TASK TO COMPLETE = Reproduce the listing below word for word, leaving out the pictures.

SUPPLIED RECORDS =
>>>

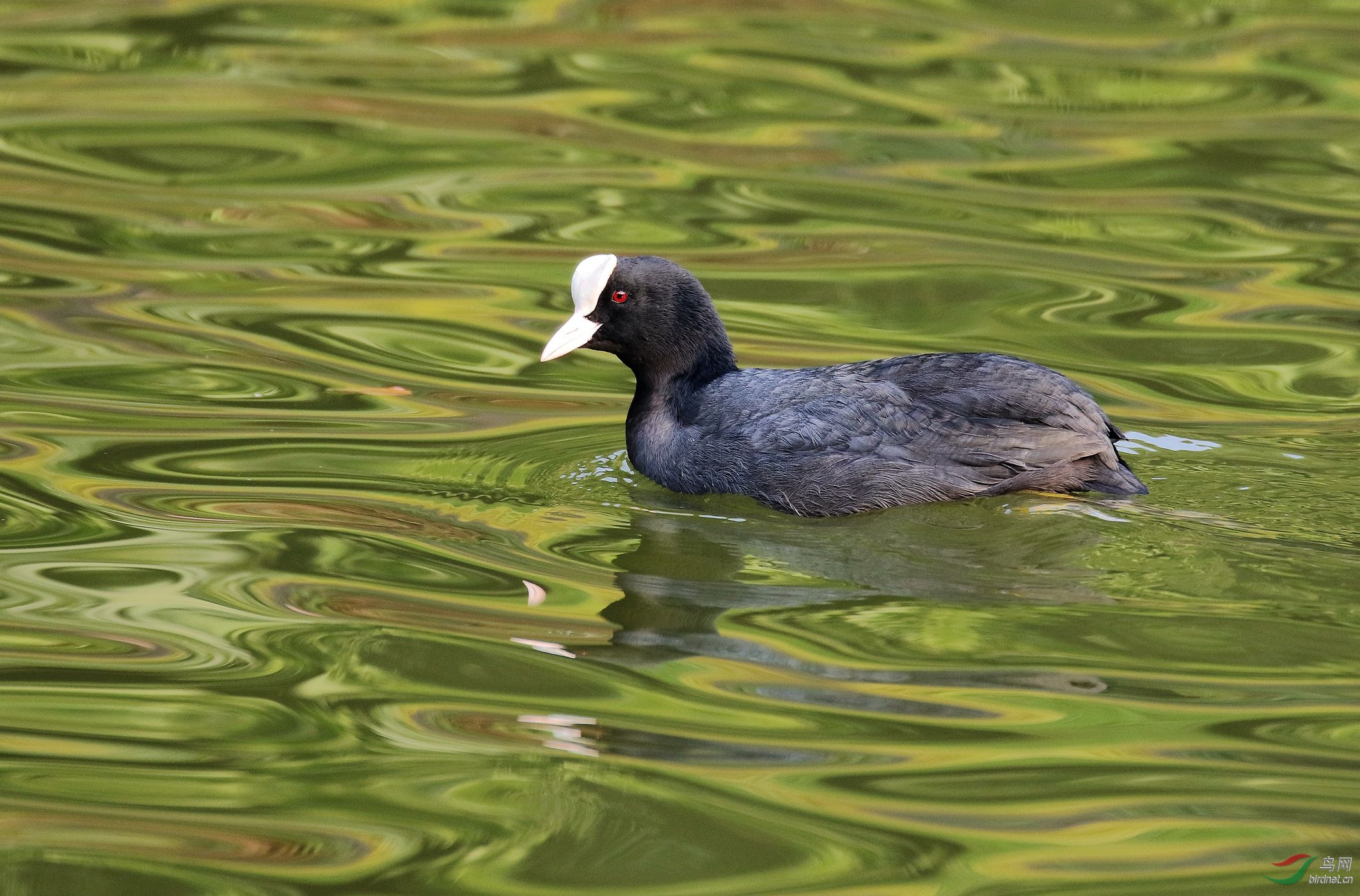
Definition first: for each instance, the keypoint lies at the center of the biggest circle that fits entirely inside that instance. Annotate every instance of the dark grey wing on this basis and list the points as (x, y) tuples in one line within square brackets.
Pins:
[(997, 386), (868, 444)]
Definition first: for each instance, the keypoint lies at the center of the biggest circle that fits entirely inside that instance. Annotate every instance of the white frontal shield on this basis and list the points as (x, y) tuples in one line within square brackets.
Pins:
[(587, 285)]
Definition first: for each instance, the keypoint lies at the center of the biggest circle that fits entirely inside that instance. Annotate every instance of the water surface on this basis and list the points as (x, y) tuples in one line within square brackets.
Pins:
[(317, 582)]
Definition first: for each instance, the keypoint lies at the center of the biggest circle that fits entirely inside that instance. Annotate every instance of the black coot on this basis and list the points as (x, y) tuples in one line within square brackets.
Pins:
[(825, 441)]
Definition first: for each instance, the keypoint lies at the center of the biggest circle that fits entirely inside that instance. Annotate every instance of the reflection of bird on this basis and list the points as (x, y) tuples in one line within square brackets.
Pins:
[(687, 570), (826, 441)]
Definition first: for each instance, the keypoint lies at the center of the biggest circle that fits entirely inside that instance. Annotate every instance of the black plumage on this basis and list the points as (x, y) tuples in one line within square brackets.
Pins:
[(826, 441)]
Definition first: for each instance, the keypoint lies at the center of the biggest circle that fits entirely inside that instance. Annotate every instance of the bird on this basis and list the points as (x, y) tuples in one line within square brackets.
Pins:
[(828, 441)]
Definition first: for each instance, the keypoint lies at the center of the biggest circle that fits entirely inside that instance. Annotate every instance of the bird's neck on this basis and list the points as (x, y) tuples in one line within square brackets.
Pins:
[(665, 385)]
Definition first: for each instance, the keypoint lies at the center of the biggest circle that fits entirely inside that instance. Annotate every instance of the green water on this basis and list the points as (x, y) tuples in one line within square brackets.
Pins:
[(276, 455)]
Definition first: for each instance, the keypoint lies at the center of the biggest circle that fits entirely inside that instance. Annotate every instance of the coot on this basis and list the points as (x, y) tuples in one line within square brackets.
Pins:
[(825, 441)]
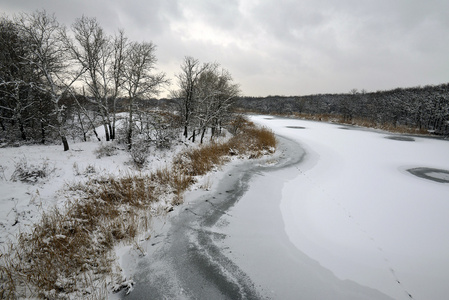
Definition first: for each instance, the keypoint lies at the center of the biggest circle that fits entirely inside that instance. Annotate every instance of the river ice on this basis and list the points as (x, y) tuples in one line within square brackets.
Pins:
[(351, 207)]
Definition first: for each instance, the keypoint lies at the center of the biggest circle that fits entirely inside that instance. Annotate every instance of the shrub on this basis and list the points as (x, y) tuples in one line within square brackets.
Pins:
[(106, 149), (31, 173)]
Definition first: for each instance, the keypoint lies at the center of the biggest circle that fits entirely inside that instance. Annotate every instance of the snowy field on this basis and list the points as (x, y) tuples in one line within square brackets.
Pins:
[(352, 206)]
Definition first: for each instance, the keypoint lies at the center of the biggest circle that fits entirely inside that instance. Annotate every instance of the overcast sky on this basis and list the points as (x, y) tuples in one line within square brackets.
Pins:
[(282, 47)]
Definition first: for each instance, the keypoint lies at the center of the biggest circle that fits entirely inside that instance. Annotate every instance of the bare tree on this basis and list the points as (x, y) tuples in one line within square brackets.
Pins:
[(47, 54), (191, 69), (94, 51), (120, 43), (216, 94), (139, 77), (206, 93)]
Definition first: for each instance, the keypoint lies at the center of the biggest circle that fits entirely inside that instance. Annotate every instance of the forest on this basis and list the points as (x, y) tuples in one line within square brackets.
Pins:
[(418, 109), (59, 84)]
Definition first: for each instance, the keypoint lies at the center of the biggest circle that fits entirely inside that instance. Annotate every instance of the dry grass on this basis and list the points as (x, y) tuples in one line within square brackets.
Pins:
[(71, 249)]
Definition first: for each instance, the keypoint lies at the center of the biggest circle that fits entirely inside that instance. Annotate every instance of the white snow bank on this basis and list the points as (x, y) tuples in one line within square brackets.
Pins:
[(353, 208)]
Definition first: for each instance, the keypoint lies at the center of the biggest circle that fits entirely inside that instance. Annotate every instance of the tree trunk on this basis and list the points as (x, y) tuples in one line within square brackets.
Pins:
[(185, 131), (42, 133), (106, 132), (65, 143), (202, 134), (130, 126)]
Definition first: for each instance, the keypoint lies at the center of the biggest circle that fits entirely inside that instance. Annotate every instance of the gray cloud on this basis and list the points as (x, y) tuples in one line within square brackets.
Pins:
[(284, 47)]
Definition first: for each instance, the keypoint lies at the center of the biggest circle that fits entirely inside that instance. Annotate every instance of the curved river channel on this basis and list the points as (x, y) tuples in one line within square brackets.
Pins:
[(335, 214)]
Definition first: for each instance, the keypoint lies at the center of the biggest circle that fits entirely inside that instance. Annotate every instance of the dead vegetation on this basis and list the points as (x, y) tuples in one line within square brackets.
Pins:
[(69, 252)]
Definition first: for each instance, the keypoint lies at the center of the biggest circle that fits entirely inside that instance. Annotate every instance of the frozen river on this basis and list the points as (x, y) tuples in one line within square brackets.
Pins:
[(354, 206), (338, 213)]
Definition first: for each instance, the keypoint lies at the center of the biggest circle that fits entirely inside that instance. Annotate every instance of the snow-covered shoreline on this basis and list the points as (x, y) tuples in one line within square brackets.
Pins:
[(355, 209)]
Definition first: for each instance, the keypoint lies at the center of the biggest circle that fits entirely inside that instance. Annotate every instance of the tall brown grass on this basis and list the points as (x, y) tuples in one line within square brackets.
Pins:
[(71, 249)]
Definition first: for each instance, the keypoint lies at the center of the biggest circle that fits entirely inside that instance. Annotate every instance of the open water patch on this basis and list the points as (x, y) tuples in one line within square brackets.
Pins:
[(433, 174), (400, 138)]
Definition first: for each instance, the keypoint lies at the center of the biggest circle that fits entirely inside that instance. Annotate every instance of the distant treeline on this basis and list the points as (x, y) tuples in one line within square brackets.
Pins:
[(421, 108)]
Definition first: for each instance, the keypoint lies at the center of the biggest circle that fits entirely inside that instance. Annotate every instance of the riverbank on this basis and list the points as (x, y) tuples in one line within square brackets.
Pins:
[(230, 243)]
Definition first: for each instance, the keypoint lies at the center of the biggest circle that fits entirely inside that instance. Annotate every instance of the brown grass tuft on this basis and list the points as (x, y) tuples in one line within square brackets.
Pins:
[(71, 249)]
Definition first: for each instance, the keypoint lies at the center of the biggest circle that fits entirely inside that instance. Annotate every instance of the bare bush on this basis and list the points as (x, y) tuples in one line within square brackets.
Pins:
[(139, 152), (106, 149), (31, 173)]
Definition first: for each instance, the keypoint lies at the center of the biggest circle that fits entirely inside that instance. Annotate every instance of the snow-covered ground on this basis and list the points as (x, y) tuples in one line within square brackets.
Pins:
[(22, 203), (352, 206)]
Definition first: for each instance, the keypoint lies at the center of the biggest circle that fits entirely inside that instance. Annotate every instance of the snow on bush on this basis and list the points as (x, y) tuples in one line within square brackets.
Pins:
[(31, 173)]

<<<

EXERCISE ANSWER =
Definition first: for each instance, the keypoint lies at the center of the biggest circle that fits entirely inside that instance. Annotate every instance of the dark grey wing on this basis and list the points as (x, y) tuples in one line within square brackets.
Pins:
[(997, 386), (868, 444)]
Definition first: for each instance, the keypoint lies at the center of the biggest circle that fits entirely inside that instance. Annotate every instance of the white frontal shield on this basis and list the points as (x, y) tuples in one line within square brackets.
Pins:
[(587, 285)]
Definition first: for each instance, the keypoint lies at the center of the biggest circle that fits entirely inside that instance. Annotate every instance of the water surface on this basis and list the points as (x, y) tuples in one line within square brackets.
Pins:
[(317, 582)]
Definition first: for each instance, the keypoint lies at the center of the biggest circle that fits entirely inside that instance. Annotate every instance of the black coot on this basis and list the points as (x, y) tuples in one line within square brackets.
Pins:
[(825, 441)]
Definition first: for each instance, the keypoint lies at the center of the biggest circle that fits entirely inside that instance. Annotate every instance of the reflection of bird on this basis and list the points as (x, y) tuples in one line within square brackets.
Pins:
[(687, 570), (826, 441)]
Definition first: for each instance, the keypoint lies at the center of the biggest circle that fits entirely inside that instance. Annotate every instance of the black plumage on this basis and list the points as (x, y) tuples in one line within square brackets.
Pins:
[(826, 441)]
Definition first: for each instance, the keypoint lies at the center of the biggest circle that fits entirely inside that instance. Annotate every instance of the bird on this basis and list the points as (x, y) tuples in one line within square brackets.
Pins:
[(828, 441)]
Definition first: for each instance, the keypoint lies at the center of the biggest circle that fits entirely inside that instance. Annotate every instance of the bird's neck on this basis and list the points as (x, y) tuples in one line within square brackets.
Pins:
[(665, 385)]
Definition first: for each instance, the keypoint lies at the center of the biggest circle that fits entirely inside that instance. Annotate every instance of the green water on this basis and list the points as (x, y) tuples in one line within square brackets.
Pins:
[(276, 455)]
Definition first: for each instance, the keypoint lies at the center of the biggest circle that fits entirely inside that instance. Annotate every instance of the coot on this basis and list the points as (x, y) tuples in one line within square brackets.
Pins:
[(825, 441)]
Definition first: for each instance, the keypoint lies at the center of the biggest circle that fits entirely inside that instance. Annotate every instance of the river ice on this basis and list the points as (x, y) tuples in one line within square brackets.
Pins:
[(351, 207)]
Definition first: for each instance, the keypoint lies at the center of the biggest circle that fits entirely inside that instance. Annotate every instance of the shrub on this basis and list the points as (x, y) tuples in one line within square brackets.
Pins:
[(106, 149), (31, 173)]
Definition first: for each instance, the keypoint lies at the center of the biggest circle that fits entirely inside that instance. Annotate every instance of the snowy field on this basis and list the points as (x, y) tuples in one line within square brackets.
Pins:
[(352, 206)]
Definition first: for each instance, the keypoint lies at the center of the biggest circle that fits entirely inside that instance. Annotate every instance of the overcast sky on this basis and list the points as (x, y) tuples in one line within square brackets.
Pins:
[(282, 47)]
Definition first: for each instance, the keypoint lies at the center of the biggest circle that fits entirely inside that instance. Annotate every instance of the bare tree on this basis and list the points as (x, y) tuples in one line within square brackets.
Pins:
[(47, 54), (191, 69), (94, 51), (120, 43), (216, 94), (139, 77), (206, 93)]
Definition first: for each instance, the keypoint lies at the center of the biggest circle that fits entirely inside that instance. Annotate every instance of the forest on this basis and list the points as (x, y) tuples in one line within square brackets.
Pins:
[(418, 109), (59, 84)]
Definition first: for each instance, the keypoint lies at the center of the biggest circle that fits entirely inside that instance. Annotate every instance of the dry grass on this basis and list the points as (x, y) tuples in one line within square brackets.
Pins:
[(71, 249)]
Definition first: for each instance, the keypoint lies at the center of the biggest circle that fits entirely inside that instance. Annotate every instance of the white snow bank on this basis and list the points as (x, y) tuples in one line within square brackets.
Pins:
[(353, 208)]
Definition first: for each instance, the keypoint lies at the center of the biggest circle that fits entirely inside that instance. Annotate every instance of the tree trunk on this basis and list the points as (x, y) tuples in one line within square brackets.
Pins:
[(185, 131), (42, 133), (106, 132), (65, 143), (202, 134), (130, 126)]
Definition first: for each instance, the keypoint lies at the center of the biggest circle that fits entirely inside that instance. Annotate every instance of the gray cloud on this basis and list the points as (x, y) tuples in one line within square brackets.
Pins:
[(284, 47)]
Definition first: for each instance, the keypoint lies at the center of the biggest circle that fits entirely inside that instance. Annotate every instance of the curved river channel on this basis and list the points as (x, y) tuples in one line within square brackets.
Pins:
[(335, 214)]
Definition first: for each instance, the keypoint lies at the center of the biggest circle that fits entirely inside that instance. Annotate every instance of the dead vegetation on this basis and list the points as (x, y) tuples in one line within square brackets.
Pins:
[(69, 252)]
Definition first: for each instance, the keypoint lies at the center of the biggest circle that fits entirely inside that instance. Annotate every instance of the frozen river on this basis and list the points as (x, y) tuples in one line within square brackets.
Pins:
[(354, 206), (338, 213)]
Definition first: for each instance, the keypoint lies at the center of the biggest circle that fits entirely inside that instance. Annotate every instance of the snow-covered shoreline on this basis and list the points as (x, y) tuples in one line within square brackets.
Pins:
[(355, 209)]
Definition first: for each instance, the keypoint lies at the center of the biggest circle that fits entirely inside that instance. Annotate every instance of the tall brown grass on this basis and list the points as (x, y) tuples in one line within square brackets.
Pins:
[(71, 249)]
Definition first: for each instance, the keypoint lies at the center of the biggest circle that fits entirely inside that instance. Annotate every instance of the open water patch on this basis and list the points as (x, y) tuples in one line within square brackets.
Pins:
[(433, 174), (400, 138)]
Definition first: for each instance, the keypoint lies at the center of the biggest circle that fits entirely inside that instance. Annotate every instance of the distant treeline on this basis and list the points as (x, y) tuples in one line within square brackets.
Pins:
[(421, 108)]
Definition first: for each instance, the keypoint lies at the center of the biggest circle that fits entirely inside that instance. Annotate every instance of the riverbank on this basis and list the points as (x, y) tuples in one line within square brackets.
Pins:
[(230, 243)]
Definition first: for each instance, the keypoint lies at the center of the biggest circle that fits entirely inside that instance. Annotate every instance of the brown grass tuft on this basis and list the points as (x, y) tuples in one line within square brackets.
Pins:
[(71, 249)]
Definition first: for each instance, the keypoint lies at the center of the biggest circle that fits entirely inside that instance. Annotate every instance of the bare bush on this basis and list the points as (x, y) tuples in one line within square brackets.
Pins:
[(139, 152), (106, 149), (31, 173)]
Definition first: for each instance, the keypoint lies at the center of the biggest circle that fits entirely inside that instance. Annotate every instance of the snow-covered ground on this basis and list the points as (x, y) tuples in one line within square brackets.
Pins:
[(22, 203), (352, 206)]
Definition first: for each instance, the keypoint lies at the center of the biggest circle that fits entirely inside that instance. Annotate every instance of the snow on bush on this basis and list the points as (x, y) tuples in one line within square brackets.
Pins:
[(31, 173)]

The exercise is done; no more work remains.